▶ _Исследуемый текст_:
◆ ◆ ◆ ◆ ◆ ◆ ◆
Лет десять-двенадцать назад мы оказались с Юзом в одно время в Нью- Йорке, ночевали в квартире Бродского, который уехал надолго в Европу. Наутро мы собирались разъезжаться по домам, и, пока мы собирались, подъехал грузовик с вещами более долгосрочного постояльца: на все время отсутствия Иосифа к нему вселялся его друг Дерек Уолкотт (тогда еще не нобелевский лауреат, но что замечательный поэт, я уже знал, так как читал роман в стихах "Омерос", эпос карибского захолустья, написанный "поверх" "Одиссеи" Гомера). Мы вручили Уолкотту переходящие ключи и задержались немного поболтать, пока грузчики таскали коробки с книгами и чемоданы. Кстати, грузчики переговаривались между собой по-русски, мрачные биндюжники с Брайтон-Бич.
Юз по-английски говорил плоховато, так что я еще и переводил туда-сюда. Не помню почему, но в разговоре выскочило имя Пабло Неруды. Я сказал, что это поэт с непомерно раздутой репутацией, Уолкотт согласился, а Юз неожиданно завитийствовал: "Фотографы, вахтеры, операторы подъемных кранов, соскребательницы гуано… Дорогие братья и сестры, к вам обращаюсь я, друзья мои…" Нет, я предупредил, что не смогу передать, как это было смешно, и объяснить, отчего это было смешно! Оттого, что крепкий, подтянутый Юз вдруг сделался похожим на пухлого лауреата международной ленинской премии? Оттого, что что-то от блатного "раскидывания чернухи" было в бессмысленно напыщенных руладах (почти точных, между прочим, цитатах)? Ну что там я мог перевести, с ходу и давясь от смеха, но — и это было само необъяснимое — Уолкотт все понимал и так же, как и я, хохотал до слез.
Грузчики между тем перекуривали и поглядывали на нас с тяжелым презрением. Видимо, мы в их глазах были расовыми предателями и наше веселье усугубляло их горечь от необходимости прислуживать чернокожему.
◆ ◆ ◆ ◆ ◆ ◆ ◆
▶ _Исходные данные_:
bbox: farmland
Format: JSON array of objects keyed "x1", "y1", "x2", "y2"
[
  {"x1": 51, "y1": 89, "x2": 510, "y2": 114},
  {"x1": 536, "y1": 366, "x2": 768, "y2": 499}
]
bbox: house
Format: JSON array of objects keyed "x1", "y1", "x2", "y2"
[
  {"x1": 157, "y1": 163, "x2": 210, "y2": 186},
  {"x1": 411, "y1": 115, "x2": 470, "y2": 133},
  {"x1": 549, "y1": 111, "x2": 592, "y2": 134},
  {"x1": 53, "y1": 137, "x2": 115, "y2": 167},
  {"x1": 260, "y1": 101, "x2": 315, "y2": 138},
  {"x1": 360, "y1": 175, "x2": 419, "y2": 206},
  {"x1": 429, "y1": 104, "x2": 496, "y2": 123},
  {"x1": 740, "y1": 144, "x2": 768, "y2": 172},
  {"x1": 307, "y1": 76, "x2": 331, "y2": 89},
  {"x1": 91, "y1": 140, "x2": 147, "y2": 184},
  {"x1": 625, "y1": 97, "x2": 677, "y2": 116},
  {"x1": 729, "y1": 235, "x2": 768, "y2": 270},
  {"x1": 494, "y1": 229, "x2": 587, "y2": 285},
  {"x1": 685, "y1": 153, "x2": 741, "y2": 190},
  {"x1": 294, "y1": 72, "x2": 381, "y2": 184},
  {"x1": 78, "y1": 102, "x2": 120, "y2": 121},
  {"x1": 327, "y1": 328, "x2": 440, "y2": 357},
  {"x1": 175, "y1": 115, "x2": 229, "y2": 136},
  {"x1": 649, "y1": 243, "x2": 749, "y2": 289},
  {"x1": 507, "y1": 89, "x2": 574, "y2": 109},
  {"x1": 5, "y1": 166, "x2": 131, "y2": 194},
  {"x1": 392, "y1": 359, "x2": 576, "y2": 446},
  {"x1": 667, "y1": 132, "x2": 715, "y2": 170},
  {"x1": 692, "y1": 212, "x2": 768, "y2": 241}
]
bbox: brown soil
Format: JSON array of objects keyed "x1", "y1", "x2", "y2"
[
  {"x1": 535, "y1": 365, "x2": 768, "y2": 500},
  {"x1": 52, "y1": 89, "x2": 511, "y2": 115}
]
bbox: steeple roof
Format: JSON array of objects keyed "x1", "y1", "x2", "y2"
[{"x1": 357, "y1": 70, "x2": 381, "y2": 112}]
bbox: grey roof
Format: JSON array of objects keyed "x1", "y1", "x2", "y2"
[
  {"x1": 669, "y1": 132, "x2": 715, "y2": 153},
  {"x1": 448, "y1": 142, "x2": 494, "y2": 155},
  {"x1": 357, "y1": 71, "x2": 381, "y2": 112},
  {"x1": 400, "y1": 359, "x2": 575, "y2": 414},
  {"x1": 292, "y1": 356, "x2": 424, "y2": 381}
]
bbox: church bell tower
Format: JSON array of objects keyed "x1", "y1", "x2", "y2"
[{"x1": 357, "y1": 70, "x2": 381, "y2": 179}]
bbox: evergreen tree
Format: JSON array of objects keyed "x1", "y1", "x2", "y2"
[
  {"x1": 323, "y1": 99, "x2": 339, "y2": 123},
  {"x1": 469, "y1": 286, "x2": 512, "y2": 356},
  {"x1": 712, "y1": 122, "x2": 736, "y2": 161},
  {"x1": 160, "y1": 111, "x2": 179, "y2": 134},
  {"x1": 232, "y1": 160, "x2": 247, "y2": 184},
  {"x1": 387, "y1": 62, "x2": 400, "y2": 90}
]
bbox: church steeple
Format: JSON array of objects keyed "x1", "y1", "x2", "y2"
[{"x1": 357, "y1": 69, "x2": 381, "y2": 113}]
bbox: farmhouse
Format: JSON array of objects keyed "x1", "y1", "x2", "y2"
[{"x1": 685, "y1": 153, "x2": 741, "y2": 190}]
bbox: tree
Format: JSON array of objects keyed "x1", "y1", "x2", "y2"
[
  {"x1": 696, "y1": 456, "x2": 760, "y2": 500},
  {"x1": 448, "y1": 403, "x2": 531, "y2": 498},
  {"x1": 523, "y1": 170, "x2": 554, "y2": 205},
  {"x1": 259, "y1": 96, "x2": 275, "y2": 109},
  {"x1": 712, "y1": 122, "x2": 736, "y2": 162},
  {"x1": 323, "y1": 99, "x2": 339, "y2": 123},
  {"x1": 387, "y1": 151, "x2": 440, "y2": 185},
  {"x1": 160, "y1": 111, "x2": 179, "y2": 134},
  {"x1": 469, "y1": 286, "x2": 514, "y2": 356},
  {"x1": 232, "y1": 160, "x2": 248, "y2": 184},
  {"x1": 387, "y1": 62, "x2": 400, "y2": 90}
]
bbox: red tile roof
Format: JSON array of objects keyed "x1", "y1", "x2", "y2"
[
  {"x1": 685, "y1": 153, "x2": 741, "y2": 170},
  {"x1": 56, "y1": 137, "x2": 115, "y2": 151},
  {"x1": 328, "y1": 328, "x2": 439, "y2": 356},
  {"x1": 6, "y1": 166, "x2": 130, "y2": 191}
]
◆ ◆ ◆ ◆ ◆ ◆ ◆
▶ _Список заданий_:
1) Кто, согласно тексту, вселялся в квартиру Бродского на все время его отсутствия?
2) Перепишите из текста дословно фрагмент, начиная со слов «Лет десять-двенадцать назад» и заканчивая словами «биндюжники с Брайтон-Бич.».

▶ _Ответы к заданиям_:
1) Его друг Дерек Уолкотт.

2)
Лет десять-двенадцать назад мы оказались с Юзом в одно время в Нью- Йорке, ночевали в квартире Бродского, который уехал надолго в Европу. Наутро мы собирались разъезжаться по домам, и, пока мы собирались, подъехал грузовик с вещами более долгосрочного постояльца: на все время отсутствия Иосифа к нему вселялся его друг Дерек Уолкотт (тогда еще не нобелевский лауреат, но что замечательный поэт, я уже знал, так как читал роман в стихах "Омерос", эпос карибского захолустья, написанный "поверх" "Одиссеи" Гомера). Мы вручили Уолкотту переходящие ключи и задержались немного поболтать, пока грузчики таскали коробки с книгами и чемоданы. Кстати, грузчики переговаривались между собой по-русски, мрачные биндюжники с Брайтон-Бич.